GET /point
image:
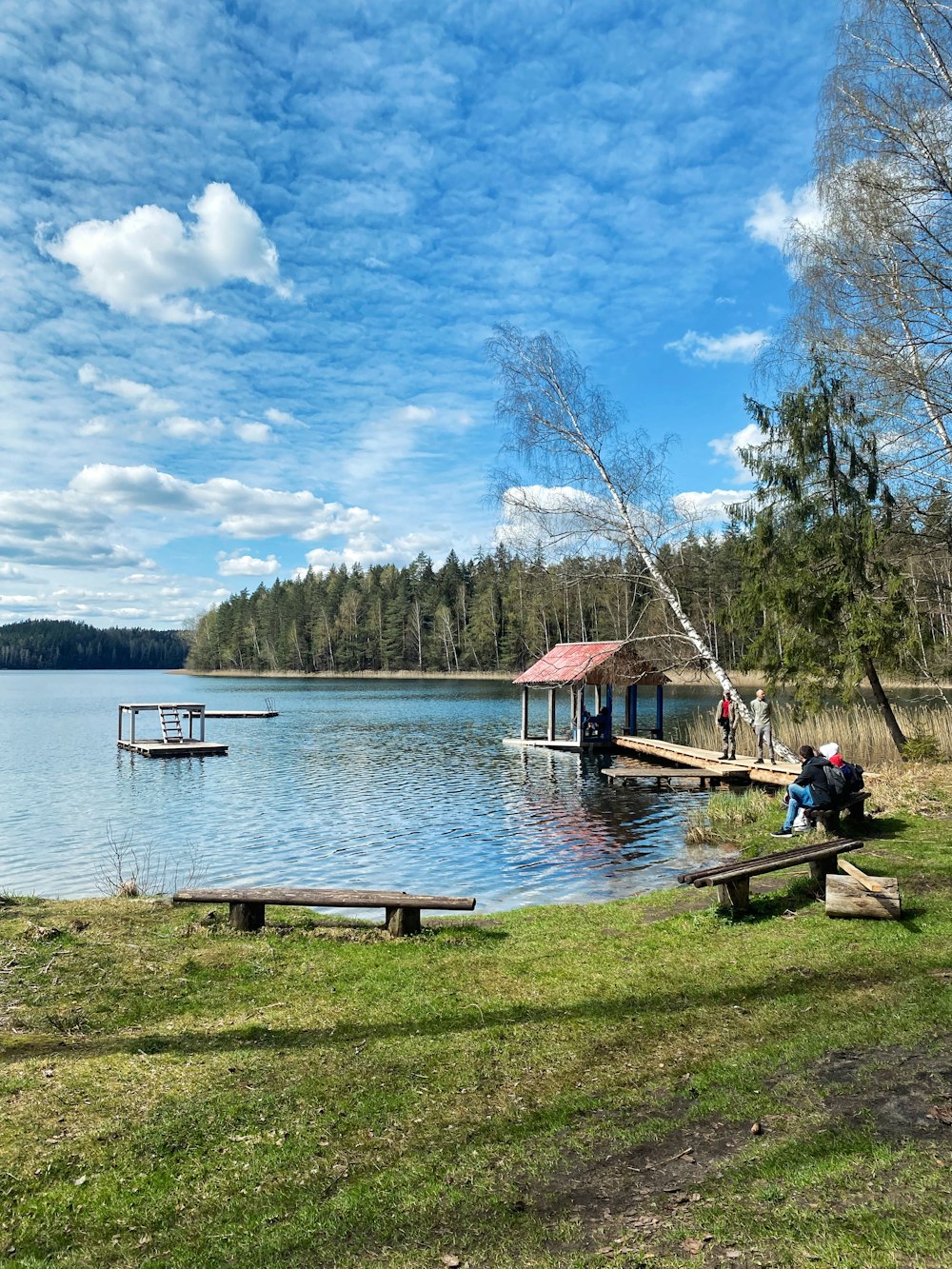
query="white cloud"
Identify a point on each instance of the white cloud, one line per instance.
(143, 396)
(147, 262)
(727, 446)
(254, 433)
(97, 426)
(247, 566)
(385, 442)
(192, 429)
(773, 217)
(282, 419)
(741, 346)
(235, 509)
(710, 506)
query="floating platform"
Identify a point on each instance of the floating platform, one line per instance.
(242, 713)
(174, 749)
(174, 743)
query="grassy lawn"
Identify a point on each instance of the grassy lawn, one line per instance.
(551, 1086)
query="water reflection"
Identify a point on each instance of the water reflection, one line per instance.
(402, 784)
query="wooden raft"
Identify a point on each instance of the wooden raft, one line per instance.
(733, 881)
(247, 903)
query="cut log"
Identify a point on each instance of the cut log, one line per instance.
(847, 896)
(859, 875)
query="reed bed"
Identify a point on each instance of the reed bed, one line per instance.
(857, 728)
(725, 814)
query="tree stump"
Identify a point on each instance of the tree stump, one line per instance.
(847, 896)
(247, 917)
(403, 921)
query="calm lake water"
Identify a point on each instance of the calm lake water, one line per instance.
(368, 783)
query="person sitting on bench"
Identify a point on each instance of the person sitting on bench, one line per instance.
(809, 789)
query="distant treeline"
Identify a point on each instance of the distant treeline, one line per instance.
(495, 612)
(501, 612)
(52, 644)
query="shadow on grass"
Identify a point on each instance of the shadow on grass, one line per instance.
(465, 1020)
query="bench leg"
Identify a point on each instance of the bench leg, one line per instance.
(735, 894)
(247, 917)
(403, 921)
(821, 869)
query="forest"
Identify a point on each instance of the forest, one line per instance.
(501, 612)
(56, 644)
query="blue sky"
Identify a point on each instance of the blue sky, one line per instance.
(250, 254)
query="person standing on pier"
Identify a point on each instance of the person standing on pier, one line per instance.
(726, 715)
(764, 724)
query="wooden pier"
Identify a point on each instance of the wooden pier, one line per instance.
(742, 769)
(173, 742)
(630, 773)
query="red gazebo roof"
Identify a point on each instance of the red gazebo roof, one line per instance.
(613, 662)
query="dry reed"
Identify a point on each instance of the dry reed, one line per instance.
(857, 728)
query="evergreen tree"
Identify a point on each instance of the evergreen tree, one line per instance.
(825, 601)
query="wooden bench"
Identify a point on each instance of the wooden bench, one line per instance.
(829, 816)
(247, 903)
(733, 881)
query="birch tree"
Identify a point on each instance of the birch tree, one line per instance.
(601, 483)
(876, 273)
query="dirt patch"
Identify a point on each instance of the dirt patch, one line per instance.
(627, 1202)
(904, 1094)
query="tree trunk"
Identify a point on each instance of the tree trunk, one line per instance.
(883, 702)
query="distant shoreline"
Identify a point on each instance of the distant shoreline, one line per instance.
(739, 678)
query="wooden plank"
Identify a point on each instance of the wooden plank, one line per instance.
(845, 896)
(310, 898)
(764, 864)
(860, 876)
(670, 773)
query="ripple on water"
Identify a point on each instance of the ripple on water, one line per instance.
(369, 784)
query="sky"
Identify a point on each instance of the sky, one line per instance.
(250, 254)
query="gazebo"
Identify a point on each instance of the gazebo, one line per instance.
(602, 667)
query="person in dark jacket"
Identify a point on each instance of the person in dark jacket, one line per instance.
(809, 788)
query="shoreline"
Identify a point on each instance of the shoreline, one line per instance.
(677, 679)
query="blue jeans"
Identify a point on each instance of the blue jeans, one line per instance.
(800, 796)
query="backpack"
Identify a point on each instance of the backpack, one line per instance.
(838, 784)
(855, 776)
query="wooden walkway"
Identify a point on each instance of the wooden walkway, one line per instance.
(779, 774)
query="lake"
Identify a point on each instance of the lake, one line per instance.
(377, 783)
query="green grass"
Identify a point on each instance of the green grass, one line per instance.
(179, 1094)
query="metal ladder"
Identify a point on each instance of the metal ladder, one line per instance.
(170, 723)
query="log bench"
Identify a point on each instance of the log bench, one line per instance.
(247, 903)
(829, 816)
(733, 881)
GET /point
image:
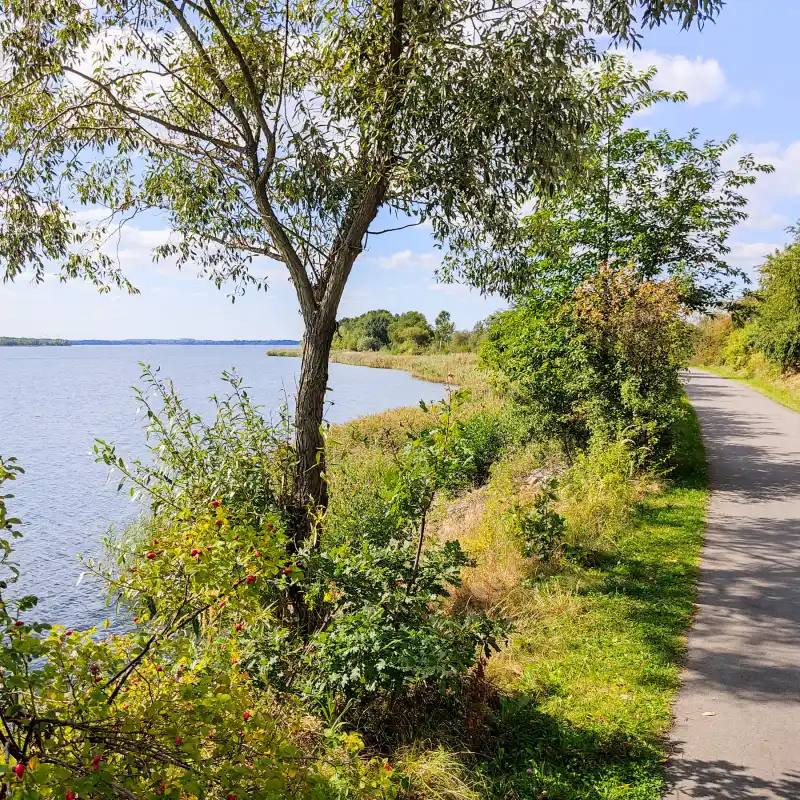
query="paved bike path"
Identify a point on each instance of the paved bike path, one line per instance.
(737, 718)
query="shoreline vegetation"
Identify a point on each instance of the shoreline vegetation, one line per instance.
(583, 688)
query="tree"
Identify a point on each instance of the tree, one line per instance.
(443, 328)
(777, 323)
(280, 129)
(664, 204)
(604, 363)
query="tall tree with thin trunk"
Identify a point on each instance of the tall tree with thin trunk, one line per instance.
(280, 129)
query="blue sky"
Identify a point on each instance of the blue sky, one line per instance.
(741, 78)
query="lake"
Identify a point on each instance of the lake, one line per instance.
(54, 401)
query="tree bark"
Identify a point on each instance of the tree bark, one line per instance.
(310, 486)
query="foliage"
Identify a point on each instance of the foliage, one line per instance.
(269, 148)
(349, 616)
(540, 528)
(636, 343)
(408, 333)
(163, 710)
(443, 329)
(778, 322)
(282, 130)
(710, 336)
(536, 352)
(241, 459)
(659, 203)
(606, 363)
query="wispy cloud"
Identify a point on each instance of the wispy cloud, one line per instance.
(703, 79)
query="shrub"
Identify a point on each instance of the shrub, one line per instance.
(778, 326)
(366, 343)
(160, 711)
(357, 612)
(604, 364)
(710, 336)
(540, 528)
(536, 354)
(598, 494)
(739, 347)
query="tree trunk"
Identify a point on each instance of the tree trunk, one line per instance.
(310, 493)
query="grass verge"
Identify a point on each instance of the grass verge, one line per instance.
(782, 389)
(585, 685)
(590, 674)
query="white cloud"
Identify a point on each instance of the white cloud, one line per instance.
(703, 79)
(750, 255)
(772, 197)
(405, 259)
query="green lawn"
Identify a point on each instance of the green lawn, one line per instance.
(774, 387)
(594, 700)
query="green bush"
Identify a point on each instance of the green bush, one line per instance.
(604, 364)
(540, 528)
(778, 325)
(358, 612)
(709, 339)
(739, 347)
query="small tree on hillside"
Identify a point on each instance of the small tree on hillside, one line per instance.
(280, 128)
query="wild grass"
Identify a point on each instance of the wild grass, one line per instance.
(784, 388)
(589, 675)
(459, 369)
(579, 698)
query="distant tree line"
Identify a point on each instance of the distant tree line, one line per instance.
(14, 341)
(409, 332)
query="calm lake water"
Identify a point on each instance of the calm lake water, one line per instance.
(55, 400)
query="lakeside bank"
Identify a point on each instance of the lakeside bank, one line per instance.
(578, 701)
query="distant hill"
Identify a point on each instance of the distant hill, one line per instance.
(15, 341)
(283, 342)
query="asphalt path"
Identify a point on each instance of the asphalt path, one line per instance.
(737, 717)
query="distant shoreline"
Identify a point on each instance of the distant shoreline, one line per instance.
(190, 342)
(25, 342)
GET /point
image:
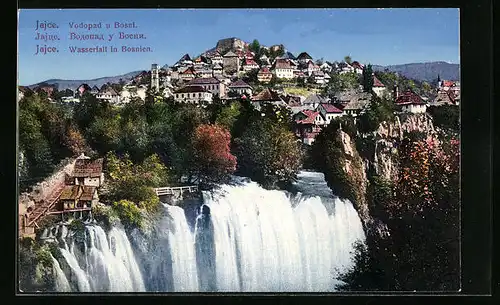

* REQUIRED ACTION *
Reproduce the records in full, exactly as they appear, and show none of the pictures.

* ANSWER TO THIS EXERCISE *
GET /point
image:
query="white cloud"
Identify a point on each instance of the white cloud, one line per instance.
(143, 396)
(147, 262)
(727, 446)
(254, 433)
(97, 426)
(247, 566)
(385, 442)
(192, 429)
(773, 217)
(282, 419)
(741, 346)
(235, 509)
(710, 506)
query="floating platform"
Identify a point on each instance of the floating platform, one line per instance.
(242, 713)
(174, 749)
(174, 743)
query="grassy lawn"
Identify a point on each instance of the grassy lawn, one line per instance.
(551, 1086)
query="water reflection"
Identify a point on each instance of the water reflection, one line per instance.
(402, 784)
query="wooden raft"
Identify a point on each instance of the wooden raft, one line per instance.
(733, 881)
(247, 903)
query="cut log"
Identify a point on each instance of the cut log, one line per instance.
(847, 896)
(859, 875)
query="reed bed"
Identify a point on each instance of the reed bed, one line per instance.
(857, 728)
(725, 814)
query="tree stump"
Identify a point on each instance of the tree stump, one line per instance.
(847, 896)
(247, 917)
(403, 921)
query="calm lake water"
Identify a point on each instance of the calm lake water, one line per instance.
(368, 783)
query="person sitting on bench"
Identify a point on each instance of the person sitting on bench, one line per instance.
(809, 789)
query="distant treeline"
Identify a point on each instance of the distant treeline, one line per instance.
(495, 612)
(501, 612)
(52, 644)
query="shadow on grass"
Identify a point on each instance of the shadow on grass, one line per instance.
(465, 1020)
query="bench leg"
Identify a point on each instance of the bench leg, one line per instance.
(735, 894)
(247, 917)
(403, 921)
(821, 869)
query="forest"
Identify a point on each instance of the forest, one line per instance.
(501, 612)
(56, 644)
query="blue sky"
Identify a point on each instance of the blue sky, one line per instance.
(250, 254)
query="person standing on pier"
Identify a point on each instance of the person standing on pier, one line per instance.
(726, 715)
(764, 724)
query="wooden pier"
Identify a point on each instance of the wooden pier, one line per instance.
(742, 769)
(173, 742)
(630, 773)
query="red gazebo roof"
Identify a point on each instance of the red gazebo roof, one line per instance.
(613, 662)
query="dry reed"
Identify a point on each instance of the dry reed, one line per instance.
(857, 728)
query="evergreen tree"
Identify a point on each instance of the evergreen tree, one line per instance.
(825, 601)
query="wooden bench"
Identify a point on each instance of the wooden bench, one line per instance.
(829, 816)
(247, 903)
(733, 881)
query="birch tree"
Identify a point on each instance of the birch tree, one line per instance.
(601, 483)
(876, 273)
query="dirt patch"
Identify a point on each instance of the dirt patch, one line per instance.
(627, 1202)
(904, 1094)
query="tree trunk"
Identify a point on each instance of the tree trunk, one line per instance.
(883, 702)
query="distant shoreline"
Identify a point on each instance of the distant shoreline, one line per instance.
(739, 678)
query="wooden plank"
Identify a point on each instance of the wooden plank, one line per instance.
(845, 896)
(310, 898)
(764, 864)
(860, 876)
(670, 773)
query="ripple on water"
Identify a point on each instance of the ripple on water, one line per instance.
(369, 784)
query="sky"
Identify a point on each instance of the sky, one line per instance.
(250, 254)
query="gazebo"
Identify a point on each instance of the gazebo, one line per instance.
(602, 667)
query="person in dark jacket"
Identify a point on each instance of the person in dark jacket, one line per instance.
(809, 788)
query="shoreline"
Identify a point on each instance of the shoreline, one line per instance.
(677, 679)
query="blue jeans"
Identify a point on each instance of the blue jeans, one line per instance.
(800, 796)
query="backpack"
Identify a point on each instance of the backpack, one line per instance.
(838, 784)
(855, 776)
query="wooden walkway"
Identify a point on each instance of the wooden walkway, one line per instance.
(779, 774)
query="lake"
Identify a point on each instance of the lake, one line per instance.
(377, 783)
query="green grass"
Identify a point on each instance of the green grass, one line per instance.
(179, 1094)
query="metal ladder"
Identify a point on each instance of the metal ladder, one line per instance.
(170, 723)
query="log bench"
Identify a point on each instance of the log bench, one line per instance.
(247, 903)
(829, 816)
(733, 881)
GET /point
image:
query="paved bike path"
Identify a point on each instance of the paved bike path, one line per instance.
(737, 718)
query="shoreline vegetation"
Identify a point on each instance of the shoreline vegetation, one line per instance.
(583, 688)
query="tree"
Identify a point on each instance of the tree, one line per instance.
(443, 328)
(777, 323)
(280, 129)
(664, 204)
(604, 363)
query="tall tree with thin trunk"
Identify a point on each instance of the tall tree with thin trunk, one line per instance.
(280, 129)
query="blue sky"
Identify a point on each instance of the blue sky, one line per instance.
(741, 78)
query="lake"
Identify a point on each instance of the lake, one line per instance.
(54, 401)
query="tree bark"
Identify a point on each instance of the tree bark, one line per instance.
(310, 486)
query="foliage"
Identify a point on each instance of the foliage, one line per instance.
(269, 148)
(349, 616)
(540, 528)
(636, 343)
(408, 333)
(163, 710)
(443, 329)
(778, 322)
(282, 130)
(710, 336)
(536, 352)
(241, 459)
(659, 203)
(606, 363)
query="wispy cloud"
Identify a point on each instance of the wispy cloud, one line per instance.
(703, 79)
query="shrub"
Identify a point on each instance of the shrub, one line per instance.
(778, 326)
(366, 343)
(160, 711)
(357, 612)
(604, 364)
(710, 336)
(540, 528)
(536, 354)
(598, 494)
(739, 347)
query="tree trunk"
Identify a point on each instance of the tree trunk, one line per instance.
(310, 493)
query="grass verge"
Identify a point on each instance of the grass verge, one line per instance.
(782, 389)
(585, 685)
(590, 674)
query="white cloud"
Identify a point on each instance of the white cloud, one line per instance.
(703, 79)
(750, 255)
(772, 197)
(405, 259)
query="green lawn"
Identify a point on each instance of the green lawn, one line per instance.
(774, 387)
(594, 700)
query="green bush"
Identify a point on each instance of the green bush, one line per instance.
(604, 364)
(540, 528)
(778, 325)
(358, 612)
(709, 339)
(739, 347)
query="small tree on hillside"
Identify a point on each instance of the small tree on hillside, one line per instance.
(280, 128)
query="wild grass"
Identify a point on each instance of the wild grass, one line per instance.
(784, 388)
(589, 675)
(459, 369)
(579, 698)
query="distant tree line"
Identify a point on each instance of the distant tree line, one line per instance.
(14, 341)
(409, 332)
query="calm lake water"
Identify a point on each instance of the calm lake water, one line per instance.
(55, 400)
query="lakeside bank"
Identify a point on each instance of the lakeside bank, one line per instance.
(578, 701)
query="distant hill"
Identify a point on each instance of the distant hill, one line per instance.
(15, 341)
(283, 342)
query="asphalt path"
Identify a point on each instance of the asphalt path, one line per instance.
(737, 717)
query="distant shoreline"
Identify a point on each instance of the distant shoreline, one line per instance.
(190, 342)
(25, 342)
GET /point
image:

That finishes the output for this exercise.